Given instruction
Word for word, set down the records and skip each picture.

Position annotation records
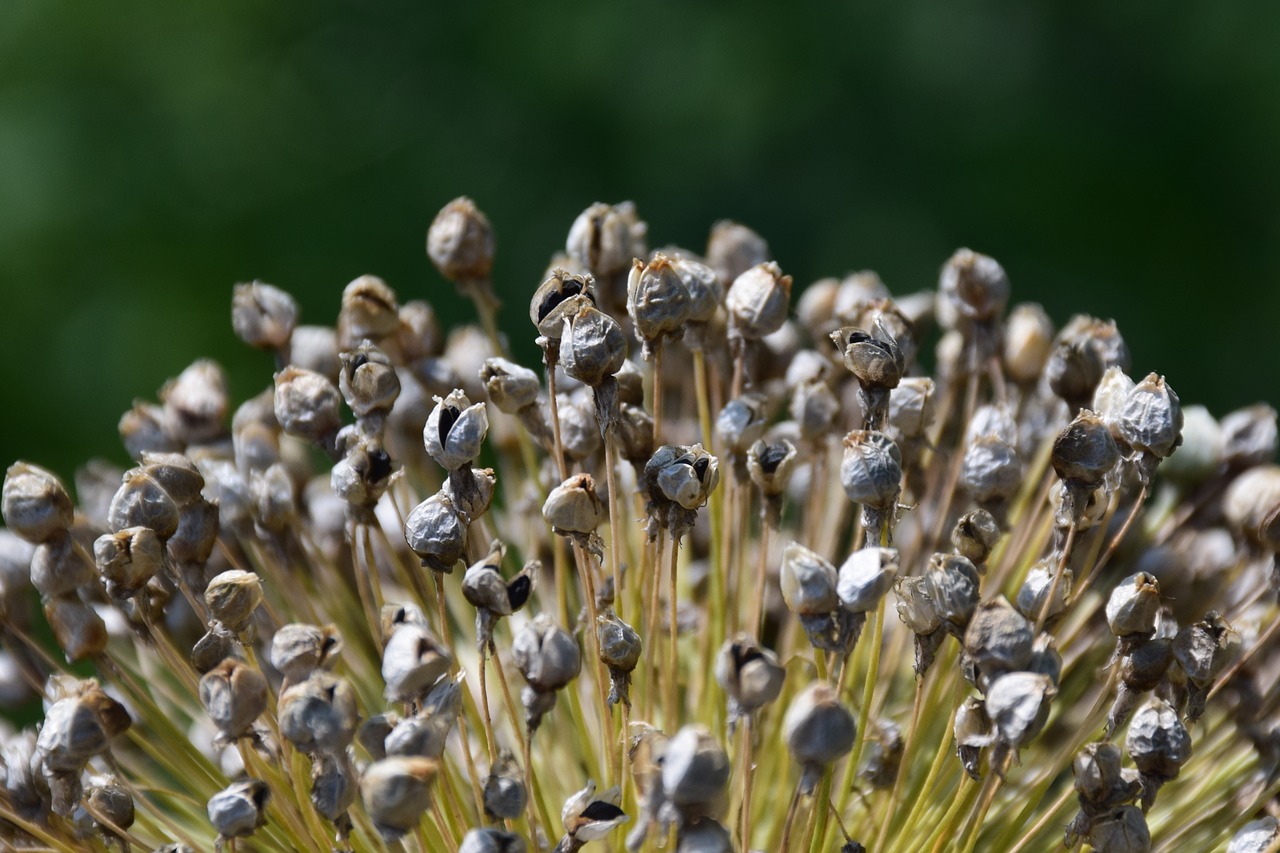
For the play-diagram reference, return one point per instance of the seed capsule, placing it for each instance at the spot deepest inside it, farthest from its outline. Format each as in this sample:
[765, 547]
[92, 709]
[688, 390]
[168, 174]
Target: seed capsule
[263, 315]
[460, 242]
[232, 598]
[412, 661]
[593, 346]
[657, 300]
[368, 381]
[234, 696]
[818, 730]
[240, 808]
[36, 506]
[307, 405]
[397, 792]
[758, 301]
[1133, 605]
[437, 533]
[511, 387]
[455, 430]
[974, 284]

Written answer
For the play-diagram reference, return one point per instance of the seed capsule, placing it for each instance at the spot deepest inside it, farthest from its outline. Format each as in this sample:
[765, 547]
[92, 709]
[688, 390]
[168, 174]
Target: seed capsule
[263, 315]
[460, 242]
[232, 598]
[412, 661]
[593, 346]
[657, 300]
[368, 381]
[234, 696]
[818, 730]
[240, 808]
[36, 506]
[307, 405]
[397, 792]
[758, 301]
[1133, 605]
[437, 533]
[511, 387]
[455, 430]
[974, 284]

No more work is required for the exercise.